> Excerpt to read:
Product Analytics

Build a product analytics backend with Arc Cloud -- columnar storage, SQL queries, and sub-second aggregations over millions of events.

Why Arc Cloud for Analytics

Traditional product analytics platforms lock you into proprietary query languages and rigid schemas. Arc Cloud gives you:

Columnar Storage: Parquet-backed storage compresses event data efficiently and accelerates analytical queries
Full SQL: Use DuckDB SQL for funnels, cohorts, retention, and ad-hoc analysis -- no proprietary query language
High Ingestion Throughput: Ingest tens of thousands to millions of events per second depending on your tier
Schema Auto-Detection: Send events and Arc Cloud creates tables and columns automatically
Cost-Effective Retention: Keep raw events for weeks and aggregated rollups indefinitely

Schema Design

Design your events around a measurement with tags and fields. Arc Cloud auto-creates columns on first insert, so you can start simple and add fields over time.

Recommended Event Schema

Column	Type	Description
`time`	timestamp (ns)	When the event occurred
`source`	tag	Event origin (e.g., `web`, `mobile`, `api`)

> Information supplied:
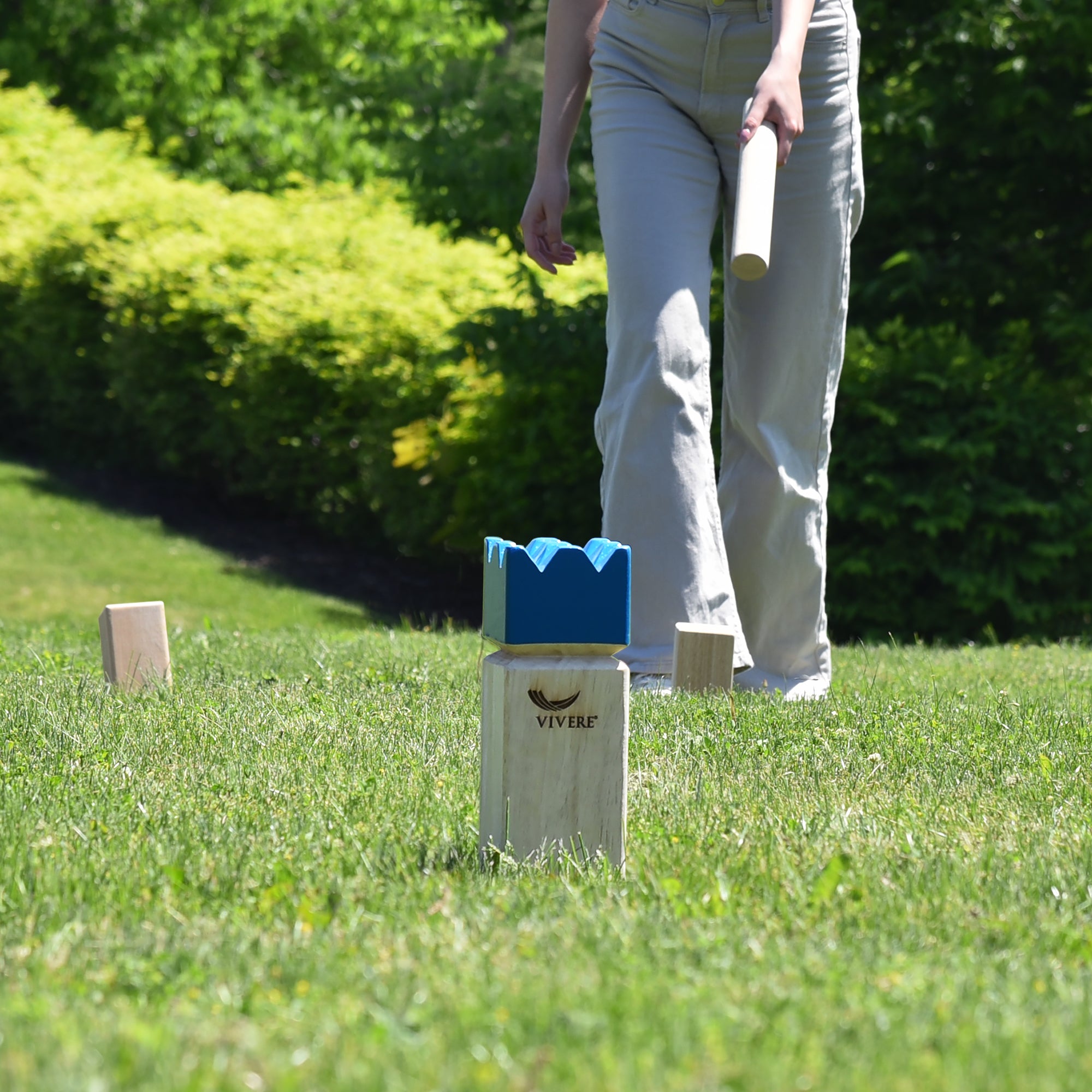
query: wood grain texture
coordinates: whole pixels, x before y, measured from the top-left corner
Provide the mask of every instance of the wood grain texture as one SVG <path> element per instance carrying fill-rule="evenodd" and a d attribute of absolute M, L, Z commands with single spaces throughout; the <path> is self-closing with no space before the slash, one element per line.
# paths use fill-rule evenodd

> Written task A: Repeat everything in the product analytics page from "Schema Design" down to "fields over time.".
> Written task B: Which SQL dialect does the product analytics page name for running funnels, cohorts, retention, and ad-hoc analysis?
The data can be left aside.

> Complete answer A:
Schema Design

Design your events around a measurement with tags and fields. Arc Cloud auto-creates columns on first insert, so you can start simple and add fields over time.

> Complete answer B: DuckDB SQL